> Task: Begin with the line that contains "and black patterned" and transcribe each line after it, up to and including the last line of the listing below.

(Records)

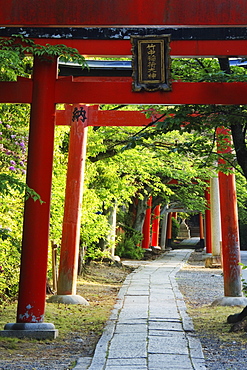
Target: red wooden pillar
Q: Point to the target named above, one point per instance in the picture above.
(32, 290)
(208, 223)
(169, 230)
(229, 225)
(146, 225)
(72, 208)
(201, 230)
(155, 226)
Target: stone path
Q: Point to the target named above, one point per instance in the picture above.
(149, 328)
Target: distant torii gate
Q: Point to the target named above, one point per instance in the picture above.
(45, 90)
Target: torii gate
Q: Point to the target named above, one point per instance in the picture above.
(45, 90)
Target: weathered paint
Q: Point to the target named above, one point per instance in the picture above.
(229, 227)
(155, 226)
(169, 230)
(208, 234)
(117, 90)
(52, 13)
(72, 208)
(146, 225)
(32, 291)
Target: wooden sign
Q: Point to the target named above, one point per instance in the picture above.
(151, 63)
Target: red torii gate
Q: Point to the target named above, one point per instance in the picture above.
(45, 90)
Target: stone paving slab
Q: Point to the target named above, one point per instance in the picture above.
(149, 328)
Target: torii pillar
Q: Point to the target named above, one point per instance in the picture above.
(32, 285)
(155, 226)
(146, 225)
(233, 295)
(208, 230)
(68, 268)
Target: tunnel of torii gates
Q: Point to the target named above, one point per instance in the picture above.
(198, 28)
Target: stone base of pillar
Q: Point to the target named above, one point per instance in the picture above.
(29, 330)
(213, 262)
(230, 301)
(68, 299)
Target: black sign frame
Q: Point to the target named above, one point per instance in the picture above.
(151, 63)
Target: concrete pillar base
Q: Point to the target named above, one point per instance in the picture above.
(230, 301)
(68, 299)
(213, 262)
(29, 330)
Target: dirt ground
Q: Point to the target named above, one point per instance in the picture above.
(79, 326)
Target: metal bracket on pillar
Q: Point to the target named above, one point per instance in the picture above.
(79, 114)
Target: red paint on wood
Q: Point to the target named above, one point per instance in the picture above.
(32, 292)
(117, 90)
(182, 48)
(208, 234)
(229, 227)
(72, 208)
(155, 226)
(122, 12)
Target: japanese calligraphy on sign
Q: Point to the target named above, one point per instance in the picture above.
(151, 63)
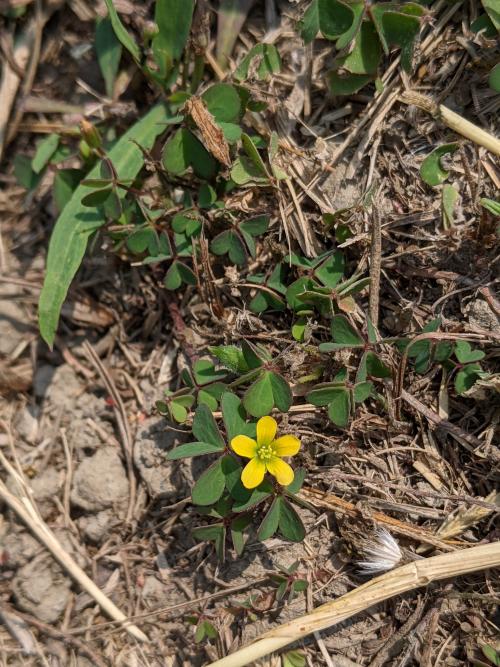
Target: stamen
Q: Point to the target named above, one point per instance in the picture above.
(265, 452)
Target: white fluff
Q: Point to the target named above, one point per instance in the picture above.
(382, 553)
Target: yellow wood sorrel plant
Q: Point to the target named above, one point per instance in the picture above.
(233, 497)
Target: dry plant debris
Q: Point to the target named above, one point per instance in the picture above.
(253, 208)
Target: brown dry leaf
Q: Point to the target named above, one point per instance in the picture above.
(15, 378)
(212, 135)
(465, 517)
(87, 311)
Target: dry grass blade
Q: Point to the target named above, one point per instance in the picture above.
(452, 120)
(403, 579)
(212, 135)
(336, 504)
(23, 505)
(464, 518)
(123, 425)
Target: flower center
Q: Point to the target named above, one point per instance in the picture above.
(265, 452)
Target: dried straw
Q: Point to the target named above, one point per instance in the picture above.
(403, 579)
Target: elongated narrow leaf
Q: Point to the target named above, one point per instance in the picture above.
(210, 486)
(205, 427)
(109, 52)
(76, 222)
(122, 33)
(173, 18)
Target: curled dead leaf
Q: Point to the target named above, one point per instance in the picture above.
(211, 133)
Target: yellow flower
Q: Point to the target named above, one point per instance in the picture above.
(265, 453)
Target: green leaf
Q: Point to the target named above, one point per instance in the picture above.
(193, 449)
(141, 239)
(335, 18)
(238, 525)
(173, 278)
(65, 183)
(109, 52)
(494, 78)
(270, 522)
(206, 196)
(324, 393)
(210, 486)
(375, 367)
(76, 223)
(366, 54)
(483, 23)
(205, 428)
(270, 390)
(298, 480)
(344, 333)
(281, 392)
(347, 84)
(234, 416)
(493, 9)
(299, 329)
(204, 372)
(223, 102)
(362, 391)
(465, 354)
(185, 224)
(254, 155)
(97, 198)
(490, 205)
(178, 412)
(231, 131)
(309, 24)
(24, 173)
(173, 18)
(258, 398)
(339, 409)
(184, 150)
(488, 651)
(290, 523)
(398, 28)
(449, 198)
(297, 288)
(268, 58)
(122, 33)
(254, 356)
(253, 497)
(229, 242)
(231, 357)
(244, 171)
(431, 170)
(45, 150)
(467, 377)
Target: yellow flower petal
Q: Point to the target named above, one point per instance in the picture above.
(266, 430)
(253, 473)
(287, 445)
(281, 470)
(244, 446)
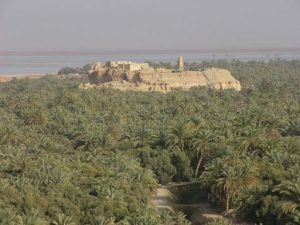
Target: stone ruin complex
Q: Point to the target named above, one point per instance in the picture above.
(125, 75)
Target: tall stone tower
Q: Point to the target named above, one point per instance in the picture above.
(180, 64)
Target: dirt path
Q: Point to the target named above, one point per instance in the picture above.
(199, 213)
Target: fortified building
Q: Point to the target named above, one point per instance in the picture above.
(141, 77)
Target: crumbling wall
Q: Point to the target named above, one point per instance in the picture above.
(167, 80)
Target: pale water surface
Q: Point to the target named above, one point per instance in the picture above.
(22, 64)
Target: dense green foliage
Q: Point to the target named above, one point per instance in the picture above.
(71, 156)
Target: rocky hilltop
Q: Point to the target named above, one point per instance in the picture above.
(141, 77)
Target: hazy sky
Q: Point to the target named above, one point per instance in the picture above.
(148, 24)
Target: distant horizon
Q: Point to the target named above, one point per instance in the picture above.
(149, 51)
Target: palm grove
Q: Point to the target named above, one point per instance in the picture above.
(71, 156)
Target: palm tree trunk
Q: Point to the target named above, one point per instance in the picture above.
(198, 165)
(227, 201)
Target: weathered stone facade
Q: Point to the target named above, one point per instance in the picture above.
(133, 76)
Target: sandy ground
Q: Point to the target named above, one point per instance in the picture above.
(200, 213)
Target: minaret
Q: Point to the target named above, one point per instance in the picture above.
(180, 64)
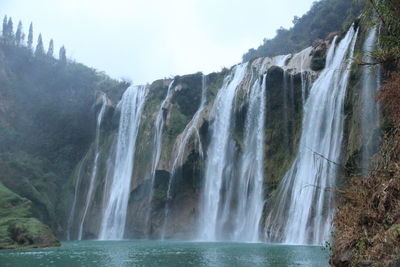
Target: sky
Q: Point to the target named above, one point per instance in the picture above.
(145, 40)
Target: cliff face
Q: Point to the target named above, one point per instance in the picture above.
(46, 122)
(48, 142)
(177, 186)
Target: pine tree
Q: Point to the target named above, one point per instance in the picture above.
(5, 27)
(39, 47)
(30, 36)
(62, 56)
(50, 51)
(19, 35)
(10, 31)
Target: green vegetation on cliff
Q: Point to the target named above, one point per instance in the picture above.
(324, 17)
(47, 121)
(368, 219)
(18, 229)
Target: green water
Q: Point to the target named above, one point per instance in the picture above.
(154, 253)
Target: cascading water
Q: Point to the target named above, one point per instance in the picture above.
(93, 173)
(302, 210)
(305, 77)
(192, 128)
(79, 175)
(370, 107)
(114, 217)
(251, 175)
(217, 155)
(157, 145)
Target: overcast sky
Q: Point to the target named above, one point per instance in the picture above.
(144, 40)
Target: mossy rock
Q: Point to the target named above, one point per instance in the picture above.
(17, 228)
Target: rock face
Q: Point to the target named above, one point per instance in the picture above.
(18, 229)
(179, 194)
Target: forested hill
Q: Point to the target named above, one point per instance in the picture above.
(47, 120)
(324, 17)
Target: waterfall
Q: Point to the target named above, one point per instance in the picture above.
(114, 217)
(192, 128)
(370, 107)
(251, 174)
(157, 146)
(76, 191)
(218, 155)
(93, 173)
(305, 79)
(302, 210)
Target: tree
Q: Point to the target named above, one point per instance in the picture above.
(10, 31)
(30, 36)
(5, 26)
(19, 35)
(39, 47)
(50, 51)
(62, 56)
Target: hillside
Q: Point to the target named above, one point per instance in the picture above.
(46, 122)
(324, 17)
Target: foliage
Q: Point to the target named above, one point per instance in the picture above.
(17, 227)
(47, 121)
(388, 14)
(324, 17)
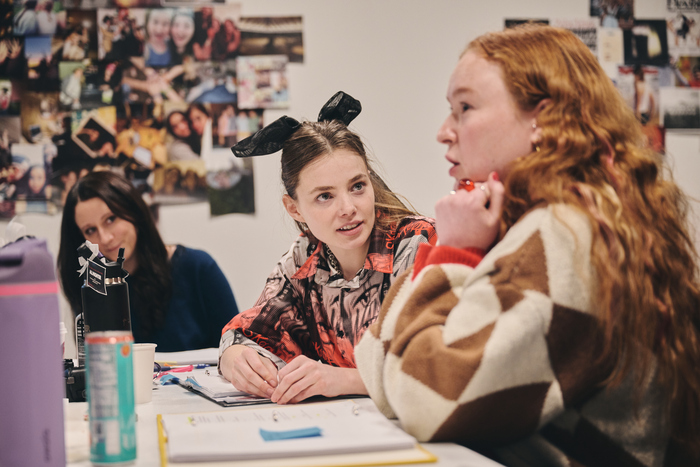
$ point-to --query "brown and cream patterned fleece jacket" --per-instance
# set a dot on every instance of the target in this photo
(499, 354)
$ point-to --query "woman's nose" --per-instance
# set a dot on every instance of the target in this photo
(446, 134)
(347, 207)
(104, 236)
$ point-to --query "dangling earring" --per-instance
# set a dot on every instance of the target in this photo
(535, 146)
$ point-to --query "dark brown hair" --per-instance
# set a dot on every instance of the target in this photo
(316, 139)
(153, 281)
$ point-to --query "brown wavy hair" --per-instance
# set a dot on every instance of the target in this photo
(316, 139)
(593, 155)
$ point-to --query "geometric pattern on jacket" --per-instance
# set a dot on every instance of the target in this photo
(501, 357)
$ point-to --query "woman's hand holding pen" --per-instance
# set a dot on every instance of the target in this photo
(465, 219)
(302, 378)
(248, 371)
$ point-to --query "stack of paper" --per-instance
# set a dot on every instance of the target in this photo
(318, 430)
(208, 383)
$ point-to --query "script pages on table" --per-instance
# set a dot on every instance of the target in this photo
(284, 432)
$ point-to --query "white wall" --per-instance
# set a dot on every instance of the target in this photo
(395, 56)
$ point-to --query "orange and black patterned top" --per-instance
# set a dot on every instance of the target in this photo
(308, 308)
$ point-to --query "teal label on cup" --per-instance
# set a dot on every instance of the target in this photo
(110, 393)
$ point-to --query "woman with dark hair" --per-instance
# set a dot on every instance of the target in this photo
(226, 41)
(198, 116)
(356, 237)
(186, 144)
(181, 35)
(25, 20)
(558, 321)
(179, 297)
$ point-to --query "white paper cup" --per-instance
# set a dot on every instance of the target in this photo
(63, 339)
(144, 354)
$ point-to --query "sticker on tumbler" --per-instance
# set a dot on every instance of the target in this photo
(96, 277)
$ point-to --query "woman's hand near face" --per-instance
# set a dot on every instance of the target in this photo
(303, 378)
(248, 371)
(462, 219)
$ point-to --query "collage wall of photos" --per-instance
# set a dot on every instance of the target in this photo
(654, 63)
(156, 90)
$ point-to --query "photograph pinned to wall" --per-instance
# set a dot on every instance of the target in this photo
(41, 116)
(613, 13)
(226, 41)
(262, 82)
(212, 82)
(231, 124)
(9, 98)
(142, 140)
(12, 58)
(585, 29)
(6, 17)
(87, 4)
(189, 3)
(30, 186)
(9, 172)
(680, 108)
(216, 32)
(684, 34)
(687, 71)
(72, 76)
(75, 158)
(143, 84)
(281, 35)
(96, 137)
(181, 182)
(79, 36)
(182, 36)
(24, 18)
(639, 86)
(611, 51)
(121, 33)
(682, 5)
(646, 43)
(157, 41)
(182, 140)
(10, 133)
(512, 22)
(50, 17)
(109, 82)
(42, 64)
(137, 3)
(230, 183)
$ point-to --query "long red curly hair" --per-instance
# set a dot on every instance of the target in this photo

> Exercise result:
$ point-to --query "orange and black patterned top" --per-instance
# set a dot on every instance of the target in this photo
(308, 308)
$ point-to --query "teal label on cup" --per-instance
# set a dot on every instance of the target in this photo
(110, 393)
$ point-to --query "woman with dark hair" --per-instance
# set a dot on every instance of the target in this photo
(226, 41)
(198, 116)
(356, 237)
(186, 144)
(181, 35)
(25, 20)
(558, 321)
(179, 297)
$ point-to --query "white paper cup" --per-instance
# set a dot on every instance of the target in this photo
(63, 339)
(144, 354)
$ point-to --query "sticker on tumbler" --per-instance
# set a dot on every instance of the target in this photo
(96, 277)
$ point-to --query "woman's hand near face" --per-instance
# set a dot on every instance of the target in this photo
(303, 378)
(248, 371)
(462, 219)
$ point-to --query "collage wall of photos" --per-instance
# set a dot on every instance of the target in this photo
(654, 63)
(156, 90)
$ point-to --query "photograph pinned to wall" --per-instance
# set a dot on every instance of the target in this photo
(41, 116)
(613, 13)
(226, 41)
(262, 82)
(212, 82)
(231, 124)
(9, 98)
(142, 140)
(12, 58)
(585, 29)
(6, 17)
(87, 4)
(189, 3)
(30, 186)
(9, 172)
(680, 108)
(216, 32)
(684, 34)
(687, 71)
(72, 76)
(75, 158)
(143, 84)
(281, 35)
(96, 137)
(181, 182)
(79, 36)
(182, 36)
(24, 18)
(639, 86)
(611, 51)
(121, 33)
(682, 5)
(646, 43)
(157, 41)
(182, 140)
(10, 133)
(512, 22)
(50, 17)
(109, 82)
(42, 64)
(137, 3)
(230, 183)
$ point-to --query "long red curly hair" --per-instance
# set a dot on every instance of the target in this photo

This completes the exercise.